## Begin Data section

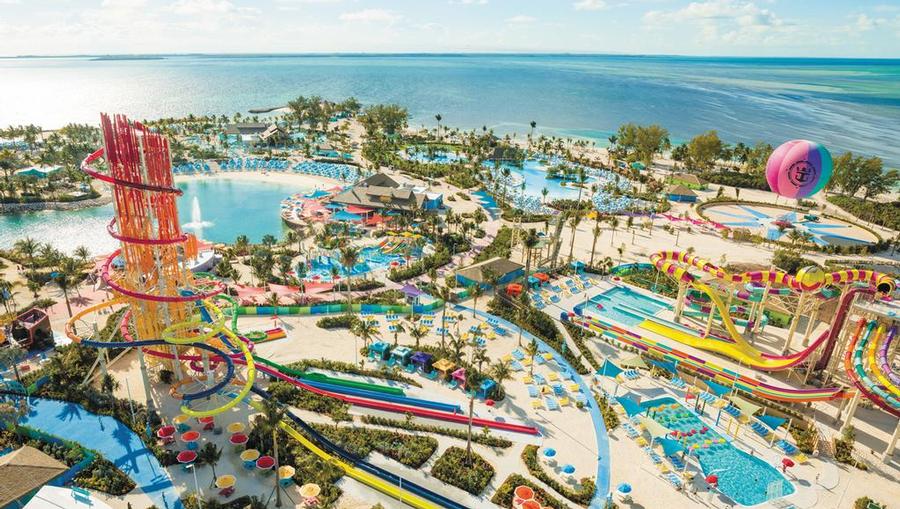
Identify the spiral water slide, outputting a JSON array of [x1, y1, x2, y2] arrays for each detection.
[[844, 319, 900, 418], [641, 251, 894, 371], [66, 115, 496, 509]]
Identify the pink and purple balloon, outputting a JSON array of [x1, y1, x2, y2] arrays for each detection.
[[766, 140, 833, 199]]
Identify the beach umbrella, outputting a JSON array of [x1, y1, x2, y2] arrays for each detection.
[[216, 474, 237, 489], [156, 425, 175, 438], [175, 451, 197, 464], [781, 458, 794, 472]]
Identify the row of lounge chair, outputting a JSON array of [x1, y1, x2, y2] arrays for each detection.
[[293, 161, 360, 183]]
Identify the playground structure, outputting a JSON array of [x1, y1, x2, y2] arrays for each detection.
[[641, 251, 895, 371], [66, 115, 539, 509], [575, 251, 900, 457]]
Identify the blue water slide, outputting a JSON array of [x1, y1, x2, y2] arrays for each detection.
[[252, 386, 468, 509], [301, 379, 462, 414]]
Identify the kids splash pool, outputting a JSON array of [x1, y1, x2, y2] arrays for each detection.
[[575, 286, 672, 327], [641, 397, 794, 506]]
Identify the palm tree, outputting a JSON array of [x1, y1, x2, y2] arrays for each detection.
[[569, 210, 581, 263], [255, 399, 285, 507], [525, 339, 538, 376], [340, 246, 359, 313], [54, 257, 81, 318], [13, 237, 40, 275], [72, 246, 91, 265], [197, 442, 222, 486], [467, 283, 484, 318], [0, 346, 28, 384], [588, 224, 603, 267], [606, 216, 619, 246], [437, 286, 452, 352], [491, 359, 512, 387], [350, 320, 378, 348]]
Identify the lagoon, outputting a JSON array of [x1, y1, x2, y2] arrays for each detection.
[[0, 177, 308, 255]]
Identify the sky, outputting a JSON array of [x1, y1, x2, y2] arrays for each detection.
[[0, 0, 900, 58]]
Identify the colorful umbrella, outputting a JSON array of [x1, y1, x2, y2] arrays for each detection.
[[175, 451, 197, 463], [216, 475, 237, 489], [156, 426, 175, 438]]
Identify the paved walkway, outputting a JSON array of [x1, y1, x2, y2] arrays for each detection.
[[22, 398, 182, 509]]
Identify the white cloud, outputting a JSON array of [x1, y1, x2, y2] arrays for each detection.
[[572, 0, 606, 11], [506, 14, 535, 25], [340, 9, 402, 23], [643, 0, 785, 45]]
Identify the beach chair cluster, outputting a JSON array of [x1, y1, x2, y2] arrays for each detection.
[[172, 161, 212, 175], [293, 161, 360, 184], [219, 157, 288, 171], [516, 349, 588, 410]]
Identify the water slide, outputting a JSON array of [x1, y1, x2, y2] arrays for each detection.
[[573, 317, 852, 403], [250, 387, 466, 509], [844, 320, 900, 418], [641, 251, 894, 371]]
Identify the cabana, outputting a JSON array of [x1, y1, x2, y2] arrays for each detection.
[[450, 368, 466, 387], [331, 210, 363, 223], [616, 396, 644, 418], [391, 346, 412, 366], [619, 355, 647, 369], [475, 378, 497, 399], [506, 283, 522, 297], [638, 415, 672, 446], [409, 352, 434, 373], [431, 359, 456, 380], [400, 284, 425, 306], [369, 341, 391, 361]]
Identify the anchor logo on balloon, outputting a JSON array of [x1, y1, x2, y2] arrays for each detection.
[[787, 161, 818, 187]]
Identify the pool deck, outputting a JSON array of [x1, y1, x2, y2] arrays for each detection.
[[22, 398, 183, 509]]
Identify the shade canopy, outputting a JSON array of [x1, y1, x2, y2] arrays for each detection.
[[650, 359, 677, 374], [597, 359, 622, 378], [640, 415, 672, 438], [757, 415, 787, 429], [619, 355, 647, 369], [657, 438, 684, 456], [616, 396, 644, 417], [703, 380, 731, 398], [729, 396, 762, 415]]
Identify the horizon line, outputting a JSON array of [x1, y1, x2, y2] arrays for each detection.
[[0, 50, 900, 60]]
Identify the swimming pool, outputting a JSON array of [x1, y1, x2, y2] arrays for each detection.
[[575, 286, 672, 327], [641, 397, 794, 506], [305, 246, 422, 281]]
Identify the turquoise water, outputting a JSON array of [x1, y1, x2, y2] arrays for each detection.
[[306, 246, 421, 281], [641, 398, 794, 506], [23, 398, 182, 509], [575, 286, 672, 327], [0, 55, 900, 166], [0, 177, 308, 254]]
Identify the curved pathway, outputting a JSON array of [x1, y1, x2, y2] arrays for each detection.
[[22, 398, 183, 509], [457, 305, 610, 509]]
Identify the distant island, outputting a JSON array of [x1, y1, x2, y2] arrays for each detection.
[[91, 55, 165, 62]]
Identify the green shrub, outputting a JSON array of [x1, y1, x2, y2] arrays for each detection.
[[316, 314, 356, 330], [362, 415, 513, 449], [522, 445, 596, 505], [431, 447, 494, 495], [312, 424, 438, 468], [491, 474, 569, 509]]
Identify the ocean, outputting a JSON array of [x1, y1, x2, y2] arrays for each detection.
[[0, 54, 900, 167]]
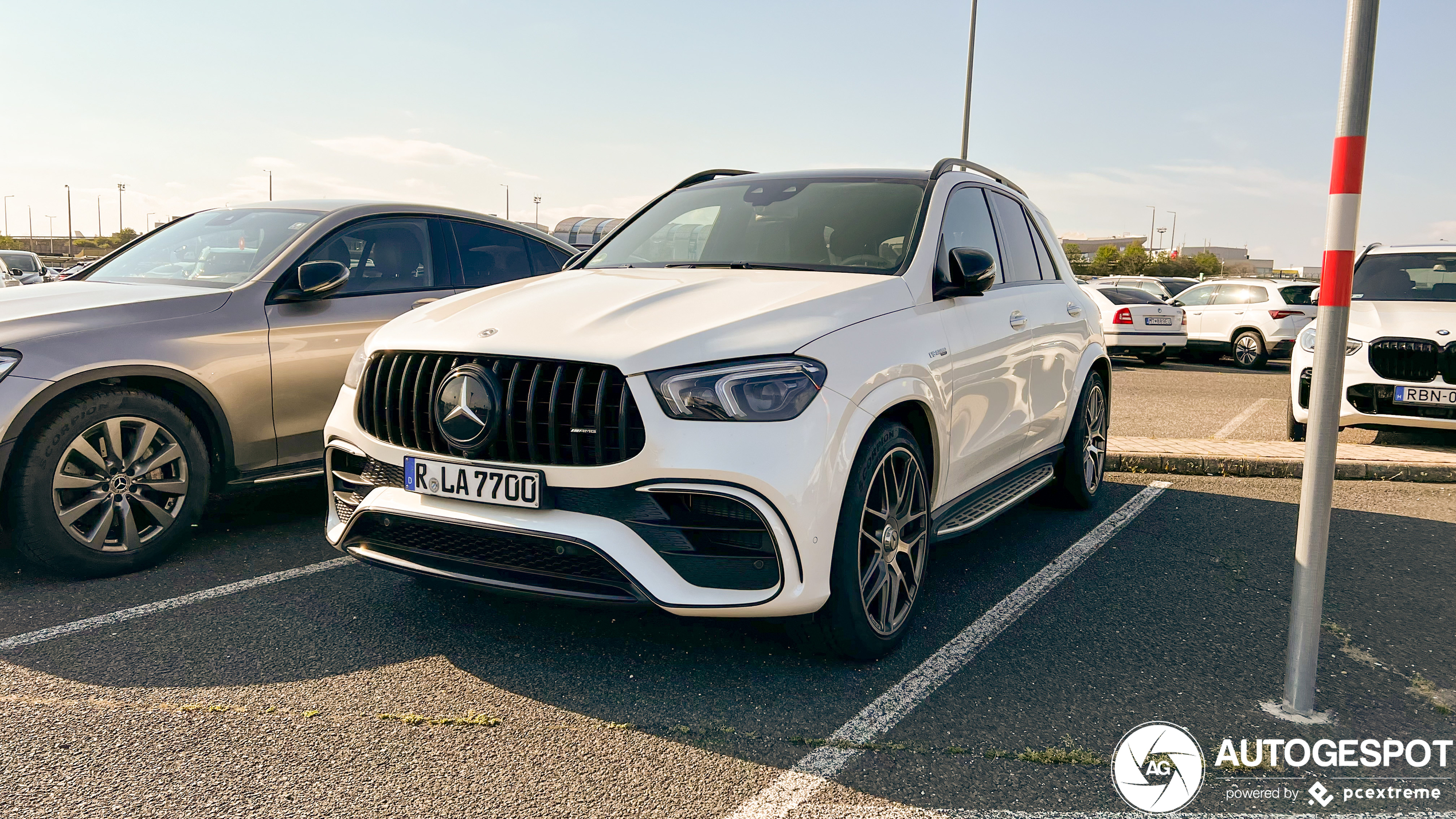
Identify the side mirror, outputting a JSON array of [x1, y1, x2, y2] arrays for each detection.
[[935, 247, 996, 300], [299, 259, 350, 295]]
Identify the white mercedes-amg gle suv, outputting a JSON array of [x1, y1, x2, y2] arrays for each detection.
[[324, 160, 1109, 659]]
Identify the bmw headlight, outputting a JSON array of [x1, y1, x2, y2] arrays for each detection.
[[647, 356, 828, 421], [1299, 322, 1364, 355], [0, 349, 21, 378], [335, 326, 383, 390]]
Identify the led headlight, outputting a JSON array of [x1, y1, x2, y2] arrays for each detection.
[[0, 349, 21, 378], [343, 326, 385, 390], [647, 356, 828, 421], [1299, 323, 1364, 355]]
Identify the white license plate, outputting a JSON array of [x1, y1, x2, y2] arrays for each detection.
[[405, 457, 546, 509], [1395, 387, 1456, 407]]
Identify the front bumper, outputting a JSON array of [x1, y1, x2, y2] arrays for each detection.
[[324, 375, 868, 617]]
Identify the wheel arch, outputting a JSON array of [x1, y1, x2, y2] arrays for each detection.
[[0, 364, 233, 486]]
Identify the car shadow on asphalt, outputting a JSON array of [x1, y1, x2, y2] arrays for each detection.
[[0, 483, 1456, 809]]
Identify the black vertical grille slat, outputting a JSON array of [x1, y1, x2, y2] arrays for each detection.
[[546, 364, 566, 464], [571, 365, 590, 465], [355, 351, 647, 465], [593, 368, 612, 464], [526, 362, 543, 463], [1369, 339, 1440, 381], [501, 360, 530, 461]]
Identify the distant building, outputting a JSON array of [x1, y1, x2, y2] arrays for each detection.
[[1057, 233, 1148, 259], [550, 217, 622, 247]]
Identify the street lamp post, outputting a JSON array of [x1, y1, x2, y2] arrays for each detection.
[[961, 0, 976, 159]]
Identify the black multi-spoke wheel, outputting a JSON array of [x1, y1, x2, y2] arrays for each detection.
[[6, 389, 210, 576], [1052, 370, 1108, 509], [790, 422, 930, 660]]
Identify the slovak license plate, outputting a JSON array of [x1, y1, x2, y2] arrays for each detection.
[[405, 457, 546, 509], [1395, 387, 1456, 407]]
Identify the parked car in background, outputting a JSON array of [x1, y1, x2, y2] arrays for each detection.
[[0, 250, 45, 284], [0, 201, 572, 576], [326, 160, 1109, 659], [1082, 285, 1188, 367], [1172, 278, 1318, 370], [1287, 244, 1456, 441]]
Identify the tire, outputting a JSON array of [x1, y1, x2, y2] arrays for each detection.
[[1284, 405, 1308, 441], [789, 422, 930, 660], [1233, 330, 1270, 370], [5, 389, 211, 578], [1051, 370, 1108, 509]]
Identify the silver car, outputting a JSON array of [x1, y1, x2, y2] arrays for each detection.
[[0, 201, 575, 576]]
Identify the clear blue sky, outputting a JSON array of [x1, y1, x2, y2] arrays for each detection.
[[0, 0, 1456, 265]]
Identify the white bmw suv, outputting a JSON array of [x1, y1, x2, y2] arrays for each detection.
[[1289, 244, 1456, 441], [324, 160, 1109, 659]]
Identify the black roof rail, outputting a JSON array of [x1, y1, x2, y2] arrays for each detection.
[[672, 167, 758, 191], [930, 157, 1030, 198]]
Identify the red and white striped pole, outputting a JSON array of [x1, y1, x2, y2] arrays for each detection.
[[1281, 0, 1380, 717]]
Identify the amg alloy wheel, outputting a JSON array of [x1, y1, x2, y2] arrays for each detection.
[[3, 387, 211, 578], [859, 446, 929, 636], [51, 417, 188, 551]]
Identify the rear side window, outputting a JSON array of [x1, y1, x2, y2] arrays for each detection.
[[1278, 287, 1315, 304], [987, 191, 1041, 282], [526, 238, 571, 276], [450, 221, 535, 288], [1178, 284, 1219, 307], [939, 186, 1006, 282]]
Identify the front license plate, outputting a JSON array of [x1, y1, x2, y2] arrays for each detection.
[[1395, 387, 1456, 407], [405, 457, 546, 509]]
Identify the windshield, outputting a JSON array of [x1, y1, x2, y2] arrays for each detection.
[[585, 178, 925, 275], [1351, 252, 1456, 301], [79, 208, 323, 288], [0, 253, 41, 273]]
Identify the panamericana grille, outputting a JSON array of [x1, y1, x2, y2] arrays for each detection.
[[1370, 339, 1442, 381], [357, 351, 647, 465]]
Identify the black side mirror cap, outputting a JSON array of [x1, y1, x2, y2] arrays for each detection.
[[935, 247, 996, 300]]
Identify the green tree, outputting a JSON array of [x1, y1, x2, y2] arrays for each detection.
[[1117, 241, 1152, 276], [1087, 244, 1122, 276]]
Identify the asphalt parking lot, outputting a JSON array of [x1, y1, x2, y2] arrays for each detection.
[[0, 448, 1456, 816], [1111, 358, 1456, 446]]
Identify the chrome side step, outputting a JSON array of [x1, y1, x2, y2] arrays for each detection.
[[935, 464, 1056, 537]]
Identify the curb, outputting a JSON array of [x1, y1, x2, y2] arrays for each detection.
[[1106, 451, 1456, 483]]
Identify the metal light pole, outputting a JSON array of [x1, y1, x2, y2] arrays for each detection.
[[961, 0, 976, 159], [1280, 0, 1380, 717]]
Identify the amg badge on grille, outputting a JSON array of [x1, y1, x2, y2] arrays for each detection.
[[434, 364, 501, 454]]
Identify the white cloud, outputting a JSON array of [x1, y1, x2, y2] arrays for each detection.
[[313, 137, 494, 166]]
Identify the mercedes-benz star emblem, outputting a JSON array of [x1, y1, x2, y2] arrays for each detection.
[[434, 364, 501, 454]]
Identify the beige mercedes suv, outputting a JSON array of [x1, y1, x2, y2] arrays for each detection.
[[0, 201, 575, 576]]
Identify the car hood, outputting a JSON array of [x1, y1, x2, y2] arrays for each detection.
[[371, 268, 911, 375], [0, 281, 230, 346], [1350, 300, 1456, 345]]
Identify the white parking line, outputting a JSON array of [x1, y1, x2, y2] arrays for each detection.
[[728, 480, 1172, 819], [0, 557, 355, 649], [1213, 398, 1274, 438]]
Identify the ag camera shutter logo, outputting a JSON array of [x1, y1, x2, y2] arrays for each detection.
[[1113, 722, 1204, 813]]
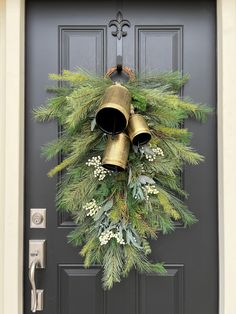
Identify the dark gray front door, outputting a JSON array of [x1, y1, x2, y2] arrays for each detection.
[[24, 0, 218, 314]]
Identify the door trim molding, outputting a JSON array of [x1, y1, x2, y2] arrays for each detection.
[[0, 0, 24, 314], [0, 0, 236, 314]]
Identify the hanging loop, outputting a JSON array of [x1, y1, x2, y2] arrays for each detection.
[[105, 66, 136, 81]]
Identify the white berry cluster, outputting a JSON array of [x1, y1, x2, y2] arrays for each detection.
[[143, 184, 159, 200], [83, 199, 101, 217], [86, 156, 111, 181], [152, 147, 164, 157], [99, 230, 125, 245], [142, 147, 164, 161]]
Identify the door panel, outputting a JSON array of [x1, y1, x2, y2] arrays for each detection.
[[25, 0, 218, 314]]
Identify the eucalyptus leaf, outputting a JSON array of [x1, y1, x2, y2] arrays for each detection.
[[103, 198, 113, 211], [138, 175, 155, 184], [128, 167, 132, 185], [91, 118, 96, 131]]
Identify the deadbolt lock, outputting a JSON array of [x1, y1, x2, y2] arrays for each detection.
[[30, 208, 46, 228]]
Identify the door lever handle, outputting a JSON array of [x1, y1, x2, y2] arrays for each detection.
[[29, 258, 39, 313], [29, 240, 46, 313]]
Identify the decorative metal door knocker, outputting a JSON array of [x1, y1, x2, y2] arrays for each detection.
[[109, 11, 130, 73]]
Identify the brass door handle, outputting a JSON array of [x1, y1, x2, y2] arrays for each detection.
[[29, 258, 39, 313], [29, 240, 46, 313]]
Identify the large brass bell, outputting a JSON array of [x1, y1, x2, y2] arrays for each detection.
[[102, 133, 130, 172], [96, 84, 131, 134], [128, 113, 151, 146]]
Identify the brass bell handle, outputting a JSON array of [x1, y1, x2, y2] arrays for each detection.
[[29, 258, 39, 313]]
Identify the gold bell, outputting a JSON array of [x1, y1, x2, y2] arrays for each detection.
[[96, 84, 131, 134], [128, 113, 151, 146], [102, 133, 130, 172]]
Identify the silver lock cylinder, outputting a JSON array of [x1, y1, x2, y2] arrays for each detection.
[[30, 208, 46, 228]]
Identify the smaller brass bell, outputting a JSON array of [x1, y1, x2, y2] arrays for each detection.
[[128, 113, 151, 146], [96, 84, 131, 134], [102, 133, 130, 172]]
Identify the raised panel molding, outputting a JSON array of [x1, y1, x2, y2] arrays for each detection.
[[139, 264, 184, 314], [57, 264, 104, 314], [135, 26, 183, 73], [57, 264, 184, 314], [59, 26, 107, 75]]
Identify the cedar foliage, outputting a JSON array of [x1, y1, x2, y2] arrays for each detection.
[[34, 69, 211, 289]]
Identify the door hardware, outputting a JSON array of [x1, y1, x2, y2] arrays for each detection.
[[29, 240, 46, 313], [30, 208, 46, 228], [109, 11, 130, 73]]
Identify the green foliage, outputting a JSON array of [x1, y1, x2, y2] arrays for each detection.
[[34, 69, 211, 289]]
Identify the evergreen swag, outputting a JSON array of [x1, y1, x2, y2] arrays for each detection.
[[34, 69, 210, 289]]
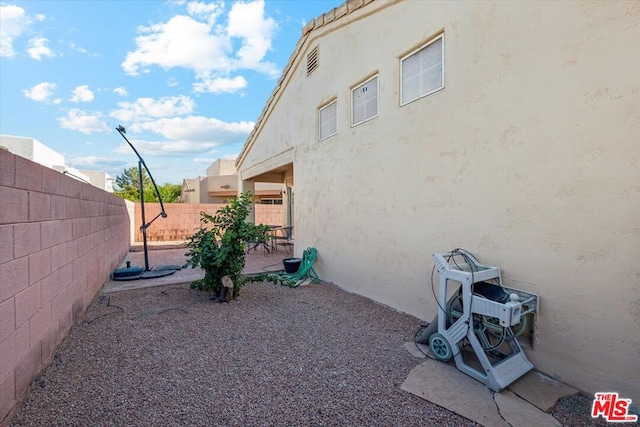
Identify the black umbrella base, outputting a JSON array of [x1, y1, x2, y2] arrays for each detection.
[[112, 265, 181, 281]]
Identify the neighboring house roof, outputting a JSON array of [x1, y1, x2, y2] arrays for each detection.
[[236, 0, 374, 167]]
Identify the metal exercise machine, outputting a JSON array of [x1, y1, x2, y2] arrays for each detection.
[[429, 249, 538, 391]]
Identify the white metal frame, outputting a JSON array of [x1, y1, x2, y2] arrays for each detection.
[[351, 74, 380, 127], [318, 98, 338, 141], [430, 250, 538, 391], [399, 33, 445, 107]]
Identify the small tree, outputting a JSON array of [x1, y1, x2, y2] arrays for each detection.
[[184, 192, 269, 301]]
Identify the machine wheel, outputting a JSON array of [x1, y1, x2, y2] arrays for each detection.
[[429, 332, 453, 362]]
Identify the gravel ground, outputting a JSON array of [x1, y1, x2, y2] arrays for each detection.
[[11, 283, 595, 426]]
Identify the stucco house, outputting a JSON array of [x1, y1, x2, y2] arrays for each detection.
[[237, 0, 640, 404], [180, 159, 284, 205]]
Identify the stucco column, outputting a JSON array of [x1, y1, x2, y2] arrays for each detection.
[[238, 178, 256, 224]]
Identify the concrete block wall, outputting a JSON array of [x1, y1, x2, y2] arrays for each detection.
[[0, 150, 130, 425], [133, 203, 285, 242]]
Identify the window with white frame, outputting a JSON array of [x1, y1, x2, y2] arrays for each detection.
[[400, 35, 444, 105], [318, 100, 338, 141], [351, 76, 378, 126]]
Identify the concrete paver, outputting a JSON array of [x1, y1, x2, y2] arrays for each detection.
[[402, 342, 577, 427], [509, 371, 578, 412], [494, 390, 562, 427], [402, 359, 509, 427]]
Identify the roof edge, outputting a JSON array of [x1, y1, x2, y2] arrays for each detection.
[[235, 0, 375, 169]]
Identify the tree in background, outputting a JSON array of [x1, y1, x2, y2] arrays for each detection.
[[113, 166, 182, 203]]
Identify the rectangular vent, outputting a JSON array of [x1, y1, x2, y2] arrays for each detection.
[[307, 46, 318, 76]]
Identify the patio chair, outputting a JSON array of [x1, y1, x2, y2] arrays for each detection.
[[271, 226, 293, 253]]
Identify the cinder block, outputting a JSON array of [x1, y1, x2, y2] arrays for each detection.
[[71, 293, 84, 323], [0, 298, 16, 342], [15, 156, 44, 191], [42, 168, 63, 194], [42, 321, 61, 365], [15, 342, 42, 404], [0, 186, 29, 225], [0, 323, 29, 378], [29, 249, 51, 284], [0, 225, 14, 264], [51, 289, 71, 322], [60, 176, 82, 199], [0, 150, 16, 186], [71, 257, 87, 282], [15, 282, 42, 325], [51, 194, 67, 220], [56, 263, 73, 295], [65, 240, 78, 264], [0, 257, 29, 302], [67, 197, 80, 218], [51, 243, 67, 271], [59, 308, 73, 338], [29, 191, 51, 221], [40, 270, 64, 306], [13, 222, 40, 258], [0, 370, 17, 426], [60, 219, 73, 242], [29, 304, 51, 346]]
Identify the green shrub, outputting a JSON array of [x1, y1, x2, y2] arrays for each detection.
[[183, 191, 269, 300]]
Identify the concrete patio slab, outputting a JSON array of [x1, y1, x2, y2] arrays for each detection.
[[509, 371, 578, 412], [401, 359, 509, 427], [493, 390, 562, 427], [402, 356, 572, 427], [404, 341, 429, 359]]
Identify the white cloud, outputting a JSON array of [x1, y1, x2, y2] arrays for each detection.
[[110, 95, 195, 123], [114, 139, 217, 157], [22, 82, 56, 103], [67, 42, 100, 58], [121, 0, 278, 88], [113, 86, 129, 96], [0, 4, 30, 57], [69, 85, 93, 102], [131, 116, 254, 145], [68, 156, 127, 169], [187, 1, 224, 25], [122, 15, 231, 76], [27, 37, 56, 61], [58, 108, 111, 135], [227, 0, 277, 76], [193, 157, 218, 165], [193, 76, 247, 94]]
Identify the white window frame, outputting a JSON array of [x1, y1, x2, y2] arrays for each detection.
[[400, 33, 445, 106], [318, 99, 338, 141], [351, 74, 380, 127]]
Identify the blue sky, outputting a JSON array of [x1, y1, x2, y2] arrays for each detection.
[[0, 0, 343, 184]]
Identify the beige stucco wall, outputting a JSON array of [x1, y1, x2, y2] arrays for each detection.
[[240, 1, 640, 402]]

## End Data section

> _Challenge_
Put the items from the line containing "Identify the car hood, outputting" through the line containing "[[29, 258, 39, 313]]" into a Markdown table with the columns Row and Line, numbering each line and omitting blank lines and pictures.

> _Finished answer_
| Row | Line |
|---|---|
| 1 | Identify the car hood, outputting a JSON array of [x1, y1, x2, y2] arrays for each detection. |
| 2 | [[371, 268, 911, 375], [0, 281, 230, 346], [1350, 300, 1456, 345]] |
| 3 | Identify the white parking line, outputting a JSON array of [x1, y1, x2, y2] arrays for each detection. |
| 4 | [[728, 480, 1172, 819], [0, 557, 355, 649], [1213, 398, 1274, 438]] |
| 5 | Identify the ag camera shutter logo, outputting a JSON array of [x1, y1, x2, y2] arrays for each detection. |
| 6 | [[1113, 722, 1204, 813]] |
| 7 | Identify the dark gray front door, outputting a JSON array of [x1, y1, x2, y2] arrays for each detection. |
| 8 | [[24, 0, 218, 314]] |
| 9 | Identify the door trim molding, outputting a JSON array of [x1, y1, x2, y2] arrays for each detection. |
| 10 | [[0, 0, 24, 314], [0, 0, 236, 314]] |
| 11 | Identify the hanging loop, outputting a JSON array of [x1, y1, x2, y2] arrays for each detection. |
| 12 | [[105, 66, 136, 81]] |
| 13 | Identify the white berry cluster, outputting a JSON array of [x1, y1, x2, y2] arrays for each detection. |
| 14 | [[143, 184, 159, 200], [83, 199, 101, 217], [86, 156, 111, 181], [152, 147, 164, 157], [99, 230, 125, 245], [142, 147, 164, 161]] |
| 15 | Identify the door panel, outputting a JSON array of [x1, y1, x2, y2] arrays for each detection. |
| 16 | [[25, 0, 218, 314]] |
| 17 | Identify the eucalyptus leaf, outputting a JSON array of [x1, y1, x2, y2] arrays for each detection. |
| 18 | [[103, 198, 113, 211], [138, 175, 155, 184], [128, 167, 132, 185], [91, 118, 96, 131]] |
| 19 | Identify the deadbolt lock, outputting a JSON array of [x1, y1, x2, y2] arrays for each detection. |
| 20 | [[30, 208, 46, 228]] |
| 21 | Identify the door lever handle, outputting a JSON array of [x1, y1, x2, y2] arrays for each detection. |
| 22 | [[29, 258, 39, 313], [29, 240, 46, 313]] |
| 23 | Identify the decorative metal door knocker, outputting a JSON array of [x1, y1, x2, y2] arrays for each detection. |
| 24 | [[109, 11, 130, 73]] |
| 25 | Identify the brass door handle, outputting a JSON array of [x1, y1, x2, y2] arrays for each detection. |
| 26 | [[29, 258, 39, 313], [29, 240, 46, 313]] |
| 27 | Identify the large brass bell, outputting a JSON array of [x1, y1, x2, y2] arrays for each detection. |
| 28 | [[102, 133, 130, 172], [96, 84, 131, 134], [128, 113, 151, 146]] |
| 29 | Identify the brass bell handle, outputting a JSON array of [x1, y1, x2, y2] arrays for each detection. |
| 30 | [[29, 258, 39, 313]] |